## Problem details
Go through the listing and set it down exactly, leaving out its pictures.

[Dataset records]
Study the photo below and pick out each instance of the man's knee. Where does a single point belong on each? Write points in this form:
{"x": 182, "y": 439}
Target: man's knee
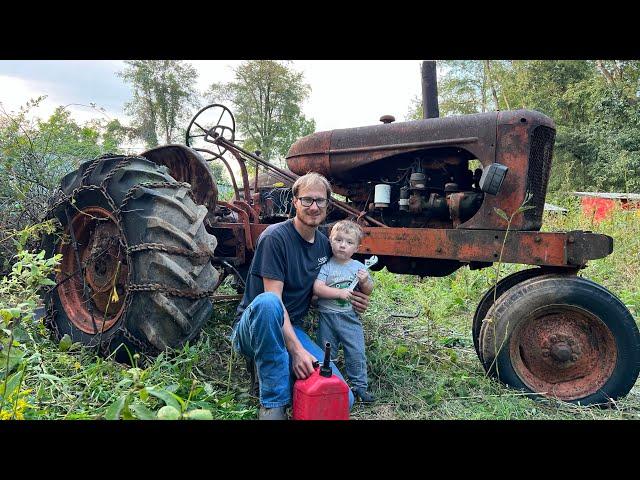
{"x": 267, "y": 306}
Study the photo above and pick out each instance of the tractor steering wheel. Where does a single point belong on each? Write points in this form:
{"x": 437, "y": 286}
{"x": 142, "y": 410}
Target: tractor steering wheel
{"x": 209, "y": 123}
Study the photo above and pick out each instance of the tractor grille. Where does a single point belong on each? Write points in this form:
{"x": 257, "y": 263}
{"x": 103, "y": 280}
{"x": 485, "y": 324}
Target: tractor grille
{"x": 538, "y": 174}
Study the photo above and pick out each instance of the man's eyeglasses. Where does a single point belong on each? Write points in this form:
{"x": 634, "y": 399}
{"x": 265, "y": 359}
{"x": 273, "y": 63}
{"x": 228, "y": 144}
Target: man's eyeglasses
{"x": 308, "y": 201}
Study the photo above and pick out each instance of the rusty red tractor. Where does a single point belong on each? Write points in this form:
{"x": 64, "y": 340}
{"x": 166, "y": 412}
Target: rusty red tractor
{"x": 147, "y": 241}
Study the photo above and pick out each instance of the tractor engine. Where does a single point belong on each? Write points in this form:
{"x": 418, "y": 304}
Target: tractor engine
{"x": 438, "y": 172}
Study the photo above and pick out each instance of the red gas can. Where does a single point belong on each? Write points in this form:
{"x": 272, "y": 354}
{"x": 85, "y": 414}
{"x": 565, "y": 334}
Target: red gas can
{"x": 321, "y": 396}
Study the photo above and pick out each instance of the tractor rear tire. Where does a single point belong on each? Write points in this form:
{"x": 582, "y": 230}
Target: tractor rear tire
{"x": 143, "y": 254}
{"x": 562, "y": 337}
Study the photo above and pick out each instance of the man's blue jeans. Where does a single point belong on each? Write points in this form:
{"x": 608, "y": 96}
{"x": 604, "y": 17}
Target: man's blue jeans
{"x": 258, "y": 336}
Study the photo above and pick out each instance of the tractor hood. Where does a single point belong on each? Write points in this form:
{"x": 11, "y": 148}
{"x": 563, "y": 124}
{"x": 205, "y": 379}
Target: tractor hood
{"x": 336, "y": 153}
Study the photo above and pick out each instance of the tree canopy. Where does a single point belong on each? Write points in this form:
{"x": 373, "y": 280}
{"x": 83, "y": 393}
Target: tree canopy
{"x": 163, "y": 94}
{"x": 266, "y": 97}
{"x": 594, "y": 104}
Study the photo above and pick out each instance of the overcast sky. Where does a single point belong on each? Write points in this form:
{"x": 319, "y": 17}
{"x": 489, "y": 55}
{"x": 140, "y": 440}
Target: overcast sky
{"x": 344, "y": 93}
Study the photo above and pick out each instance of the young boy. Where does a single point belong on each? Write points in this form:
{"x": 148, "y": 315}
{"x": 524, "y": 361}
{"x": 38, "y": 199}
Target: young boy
{"x": 338, "y": 322}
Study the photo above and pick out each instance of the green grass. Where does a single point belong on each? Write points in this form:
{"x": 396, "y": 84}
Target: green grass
{"x": 423, "y": 367}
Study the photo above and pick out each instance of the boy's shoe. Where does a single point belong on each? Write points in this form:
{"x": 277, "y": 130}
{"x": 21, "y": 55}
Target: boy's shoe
{"x": 363, "y": 395}
{"x": 276, "y": 413}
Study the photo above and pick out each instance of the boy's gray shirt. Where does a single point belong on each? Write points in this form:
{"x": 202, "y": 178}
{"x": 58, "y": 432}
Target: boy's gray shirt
{"x": 338, "y": 275}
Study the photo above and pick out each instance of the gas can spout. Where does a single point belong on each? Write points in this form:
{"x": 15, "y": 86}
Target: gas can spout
{"x": 325, "y": 370}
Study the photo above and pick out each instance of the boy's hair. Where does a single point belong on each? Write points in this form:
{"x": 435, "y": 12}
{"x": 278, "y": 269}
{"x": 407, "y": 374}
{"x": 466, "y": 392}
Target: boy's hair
{"x": 311, "y": 179}
{"x": 348, "y": 226}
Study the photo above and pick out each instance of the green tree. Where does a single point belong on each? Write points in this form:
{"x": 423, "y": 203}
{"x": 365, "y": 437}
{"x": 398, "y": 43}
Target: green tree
{"x": 163, "y": 94}
{"x": 35, "y": 154}
{"x": 266, "y": 96}
{"x": 594, "y": 104}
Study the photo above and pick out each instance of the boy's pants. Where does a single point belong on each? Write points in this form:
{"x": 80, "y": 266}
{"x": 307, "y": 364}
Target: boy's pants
{"x": 258, "y": 336}
{"x": 346, "y": 328}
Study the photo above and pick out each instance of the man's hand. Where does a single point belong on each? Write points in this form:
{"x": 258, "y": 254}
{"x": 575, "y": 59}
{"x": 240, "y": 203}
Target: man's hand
{"x": 302, "y": 362}
{"x": 360, "y": 301}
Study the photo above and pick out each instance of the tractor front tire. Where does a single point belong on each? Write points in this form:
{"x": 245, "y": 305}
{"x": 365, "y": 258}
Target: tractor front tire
{"x": 562, "y": 337}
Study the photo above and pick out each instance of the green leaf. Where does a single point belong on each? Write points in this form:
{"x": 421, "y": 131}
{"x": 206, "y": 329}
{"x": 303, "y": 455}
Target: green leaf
{"x": 65, "y": 343}
{"x": 141, "y": 412}
{"x": 169, "y": 398}
{"x": 51, "y": 378}
{"x": 115, "y": 409}
{"x": 168, "y": 413}
{"x": 15, "y": 358}
{"x": 12, "y": 383}
{"x": 401, "y": 350}
{"x": 144, "y": 394}
{"x": 524, "y": 208}
{"x": 501, "y": 213}
{"x": 198, "y": 414}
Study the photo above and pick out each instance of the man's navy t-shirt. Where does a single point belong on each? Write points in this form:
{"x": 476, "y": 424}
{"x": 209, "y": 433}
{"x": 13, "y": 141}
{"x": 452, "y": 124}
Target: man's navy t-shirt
{"x": 282, "y": 254}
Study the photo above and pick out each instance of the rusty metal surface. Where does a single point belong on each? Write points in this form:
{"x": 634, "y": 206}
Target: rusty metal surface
{"x": 514, "y": 132}
{"x": 187, "y": 165}
{"x": 563, "y": 351}
{"x": 344, "y": 154}
{"x": 532, "y": 248}
{"x": 104, "y": 268}
{"x": 245, "y": 224}
{"x": 562, "y": 249}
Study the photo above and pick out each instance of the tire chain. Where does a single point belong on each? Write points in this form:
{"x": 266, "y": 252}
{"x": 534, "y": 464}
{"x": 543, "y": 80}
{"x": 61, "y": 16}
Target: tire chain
{"x": 141, "y": 345}
{"x": 157, "y": 287}
{"x": 163, "y": 248}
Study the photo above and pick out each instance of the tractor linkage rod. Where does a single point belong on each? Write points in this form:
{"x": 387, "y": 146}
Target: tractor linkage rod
{"x": 290, "y": 177}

## Problem solution
Study the photo below and pick out each instance of the man's knee. Where does a single point belong on each? Write points in this form:
{"x": 182, "y": 439}
Target: man's knee
{"x": 267, "y": 306}
Study the photo above and pick out each instance of the tractor steering wheel. Where does a single point belong on each? Write points in this form:
{"x": 437, "y": 286}
{"x": 142, "y": 410}
Target: tractor steering wheel
{"x": 209, "y": 123}
Study the photo above and pick out each instance of the tractor grille. Where does a single point belong on each? Write points in this form:
{"x": 257, "y": 263}
{"x": 103, "y": 280}
{"x": 485, "y": 324}
Target: tractor grille
{"x": 538, "y": 174}
Study the photo above and pick out each instance of the man's eyeglasses. Where does a single point belong on each? Write points in this form:
{"x": 634, "y": 399}
{"x": 265, "y": 359}
{"x": 273, "y": 63}
{"x": 228, "y": 144}
Target: man's eyeglasses
{"x": 308, "y": 201}
Study the photo above and pick out each instance of the rusty red tractor. Where does a single point belong on each? Write points in this form:
{"x": 64, "y": 340}
{"x": 166, "y": 412}
Target: rusty red tractor
{"x": 147, "y": 241}
Study the photo above and pick out each instance of the tractor engine. Where does a single point belong on each? Write points in this form:
{"x": 418, "y": 304}
Target: tractor engine
{"x": 438, "y": 172}
Study the photo above and pick out each instance of the red gas can. Where does a single point belong on each? Write points in this form:
{"x": 272, "y": 354}
{"x": 85, "y": 414}
{"x": 565, "y": 334}
Target: red gas can
{"x": 321, "y": 396}
Study the photo above and pick out each instance of the tractor rear tire. Where does a single point belong on each? Write points in this form:
{"x": 582, "y": 230}
Target: tractor rear tire
{"x": 143, "y": 254}
{"x": 562, "y": 337}
Study the photo above and pick out each instance of the man's blue jeans. Where does a single point belong on each? Write points in this form:
{"x": 608, "y": 96}
{"x": 604, "y": 17}
Target: man's blue jeans
{"x": 258, "y": 336}
Study the photo above and pick out each instance of the tractor hood. Where does a single point belong on each? Write points in this form:
{"x": 11, "y": 148}
{"x": 563, "y": 124}
{"x": 205, "y": 379}
Target: tractor hood
{"x": 336, "y": 153}
Study the photo above and pick out each instance of the tree canopy. Where does a single point belong on each? Write points in this form:
{"x": 373, "y": 280}
{"x": 83, "y": 393}
Target: tree canopy
{"x": 163, "y": 94}
{"x": 266, "y": 97}
{"x": 594, "y": 104}
Study the photo above and pick out each instance of the overcast sky. Where does a single point belong on each? Write points in this form:
{"x": 319, "y": 17}
{"x": 489, "y": 55}
{"x": 140, "y": 440}
Target: overcast sky
{"x": 344, "y": 93}
Study the photo above and pick out each instance of the young boy. Where does a single point belong on each? Write points in this form:
{"x": 148, "y": 315}
{"x": 524, "y": 361}
{"x": 38, "y": 199}
Target: young boy
{"x": 338, "y": 322}
Study the photo above and pick out each instance of the green grass. Where does a single point belong on each? Write points in this form:
{"x": 396, "y": 84}
Target: green grass
{"x": 423, "y": 367}
Study the photo above and pick out each instance of the boy's shoe. Where does a single point belong on each? Write points in this form:
{"x": 277, "y": 130}
{"x": 21, "y": 55}
Target: boy's shoe
{"x": 363, "y": 395}
{"x": 276, "y": 413}
Study the photo above and pick out each instance of the boy's gray shirt. Where does a single point belong on each? Write points in this form:
{"x": 202, "y": 178}
{"x": 58, "y": 432}
Target: boy's gray shirt
{"x": 338, "y": 275}
Study the photo above and pick out each instance of the gas can spout. Where does a single point belong on each? Write points in this form:
{"x": 15, "y": 86}
Target: gas can spout
{"x": 325, "y": 370}
Study the photo above and pick out each instance of the boy's hair. Where does a single point belong on each? Write points in this form:
{"x": 435, "y": 12}
{"x": 278, "y": 269}
{"x": 407, "y": 374}
{"x": 466, "y": 392}
Target: boy's hair
{"x": 311, "y": 179}
{"x": 348, "y": 226}
Study the photo above and pick out each instance of the green tree. Where does a single point belong on each? Write points in this form:
{"x": 423, "y": 203}
{"x": 365, "y": 437}
{"x": 398, "y": 43}
Target: green tree
{"x": 163, "y": 94}
{"x": 35, "y": 154}
{"x": 266, "y": 96}
{"x": 594, "y": 104}
Study the photo above and pick out each instance of the boy's pants. Where does a single point belong on each? Write points in this form:
{"x": 80, "y": 266}
{"x": 307, "y": 364}
Target: boy's pants
{"x": 258, "y": 336}
{"x": 346, "y": 328}
Study the photo above and pick out each instance of the man's hand. Where does a single point belong on each? Write points in this form:
{"x": 258, "y": 254}
{"x": 575, "y": 59}
{"x": 240, "y": 203}
Target: man's hand
{"x": 302, "y": 362}
{"x": 360, "y": 301}
Study the photo above and pick out each instance of the tractor front tire. Where does a single point belong on each? Write points in this form:
{"x": 245, "y": 305}
{"x": 365, "y": 258}
Target: tractor front tire
{"x": 562, "y": 337}
Study the photo above and pick out each instance of the green leaf. Where does a single point belong on each? Write points in this form:
{"x": 421, "y": 131}
{"x": 206, "y": 329}
{"x": 303, "y": 455}
Target: green leaf
{"x": 65, "y": 343}
{"x": 141, "y": 412}
{"x": 169, "y": 398}
{"x": 51, "y": 378}
{"x": 115, "y": 409}
{"x": 168, "y": 413}
{"x": 15, "y": 358}
{"x": 12, "y": 383}
{"x": 401, "y": 350}
{"x": 144, "y": 394}
{"x": 524, "y": 208}
{"x": 501, "y": 213}
{"x": 198, "y": 414}
Study the photo above and pick out each instance of the man's navy t-shirt. Where does a single point belong on each? Write points in this form:
{"x": 476, "y": 424}
{"x": 209, "y": 433}
{"x": 13, "y": 141}
{"x": 452, "y": 124}
Target: man's navy t-shirt
{"x": 282, "y": 254}
Study the photo above and pick out each instance of the rusty metal surface. Where does a single point belong on each? Write points in this form:
{"x": 634, "y": 206}
Target: rusty metal surface
{"x": 514, "y": 132}
{"x": 187, "y": 165}
{"x": 563, "y": 351}
{"x": 344, "y": 154}
{"x": 532, "y": 248}
{"x": 104, "y": 268}
{"x": 245, "y": 224}
{"x": 562, "y": 249}
Study the photo above and pick out each instance of the tire chain. Where does a single point belong on each? Write points in this form:
{"x": 266, "y": 252}
{"x": 534, "y": 464}
{"x": 543, "y": 80}
{"x": 61, "y": 16}
Target: tire chain
{"x": 141, "y": 345}
{"x": 157, "y": 287}
{"x": 163, "y": 248}
Study the photo above and pick out each instance of the tractor linkage rod. Where does a single point belong on each? Write points in this form:
{"x": 387, "y": 146}
Target: tractor linkage rod
{"x": 290, "y": 177}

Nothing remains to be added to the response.